It's interesting to compare the Corvette and Z06 to the XLR-v, but despite leveraging the same platform, they are very different cars. For pure unadulterated performance, you'll want the Bowtie. The Corvette is a sports car that has become progressively more comfortable and modern, but it is biased to sports car dynamics. Hence, among other things, it weighs about 600 pounds less than the luxury GT hardtop convertible that is the XLR-v. So just as you will feel the extra quarter ton in the SL55 vs the XLR-v, you can't excape the extra ~quarter ton in the XLR-v vs. the Corvette or Z06. The SL500 matches to the XLR-v on price, but the SL55 matches up to it in configuration, performance and equipment. But overall, the magazines have been backhandedly complimentary to fully endorsing of the Caddy, generally conceding at worst that Cadillac exceeded expectations and you won't be embarrassed choosing to own one over the alleged no-brainer brand choice.
 
You brought up the CTS-v. We bought one on the same day as the XLR-v. It is unconditionally a rockin' car! But it isn't what a lot of people think of as a $50K luxury car. That Corvette LS2 is a genuinely meaty engine and the 6 speed manual puts you to work. The driver must drive -- there's no option to delegate the pilothouse duties to software and machinery. It sounds like a wide-open small block when you hit the spurs, and otherwise is voiced to announce its presence in a manner that is more reticent than a muscle car, but not retiring like a Lexus or Merc. Handling is everything reputed for it -- very tenacious with controllable slip, with beautiful steering, great sightlines out of the car, excellent brake modulation and plenty of throttle steer on tap when you slip the Stabilitrack into performance mode.
 
As for the CTS-v interior, it is techie and modern. Ergonomics are quite good with the singular exception of the floor-pedal e-brake rather than a console hand-brake. Serious old-school lapse there. Seats are terrific and it is easy to find a great driving position. Technology integration is pretty seamless and well-thought-out. The touch surfaces are largely plastic, but plastics are good quality. Some people think it looks cheap. I think it is an alternate aesthetic with perfectly good materials. Essentially, the polarizing exterior properties have been brought inside. You might not like it, but you can't accuse it of not representing a point-of-view. The brushed metal door grab handles and the door latch handles are a very nice touch, where the designers really nailed a detail on touch.

What to work on:
**a)** Retype the passage on the Cadillac XLR-v and CTS-v from "As for the CTS-v" up to and including "detail on touch.".
**b)** Write what comes next in the passage on the Cadillac XLR-v and CTS-v, starting after its final sentence.

Collected data:

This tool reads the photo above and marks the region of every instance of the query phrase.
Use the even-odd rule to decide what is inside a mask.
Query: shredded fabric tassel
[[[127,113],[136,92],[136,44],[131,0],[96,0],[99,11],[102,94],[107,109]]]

Answer list:
**a)**
As for the CTS-v interior, it is techie and modern. Ergonomics are quite good with the singular exception of the floor-pedal e-brake rather than a console hand-brake. Serious old-school lapse there. Seats are terrific and it is easy to find a great driving position. Technology integration is pretty seamless and well-thought-out. The touch surfaces are largely plastic, but plastics are good quality. Some people think it looks cheap. I think it is an alternate aesthetic with perfectly good materials. Essentially, the polarizing exterior properties have been brought inside. You might not like it, but you can't accuse it of not representing a point-of-view. The brushed metal door grab handles and the door latch handles are a very nice touch, where the designers really nailed a detail on touch.

**b)**
 
For its size the CTS-v has gobs of trunk space in an efficient wheels-at-the-corners package. I am 6'3" and I can just sit behind myself in the back seat. The structure of the car is torsionally stiff and feels strong. Really, unless you just can't live with the design cues, the CTS-v is a whale of a bargain, if you're judging on capabilities first. Anyway, we really, REALLY like our CTS-v and didn't see anything else in the category that was compelling as an alternative. If we had included front drive cars, perhaps there'd be some contenders, but among the rear-drive brigade, nothing matches it in that bracket. The 3 series is too small inside to function as a true 4 door, and the 5 series doesn't feel worth its premium when the CTS-v exists. Mercedes has nothing in the class with a manual tranny or an engine with that much charcter. The Chrysler 300 and variants feels porky by comparison and while its interior has more design glitz, it is all facade and we felt the Caddy interior is executed with more attention to detail. Lincoln has nothing in the class. Every Lexus is comparatively too soft and the rest of GM can't match the car. So we know lots of people will contest the idea of preferring a Cadillac CTS-v over a BMW, Mercedes or Audi performance model, we stand by our choice. Especially in V form, the CTS is highly distinctive and the chassis is ultra-competent. And yes, let's ignore the people complaining about wheel hop when they drop the clutch at 3500 rpm in an independent rear suspension 4-door with nearly 400 lb/ft of torque!! Sheesh -- get a solid back axle Mustang GT already and bolt a supercharger in it, fer cryin' out loud.
 
I expect the next version of the CTS-v to get an interior upgrade to look and feel a little richer. OK. But I have to say that when you drive the CTS-v, you quickly get engaged by the emotion intrinsic to the car, fully imbued in it by its Corvette heart, and you understand there isn't another car like it with its particular emotional profile. IF that clicks with you when you drive it, everything else competing fades to grey.
 
Phil
#89 of 199
Re: XLR V [merc1] by 213xlrv
Mar 24, 2006 (6:30 pm)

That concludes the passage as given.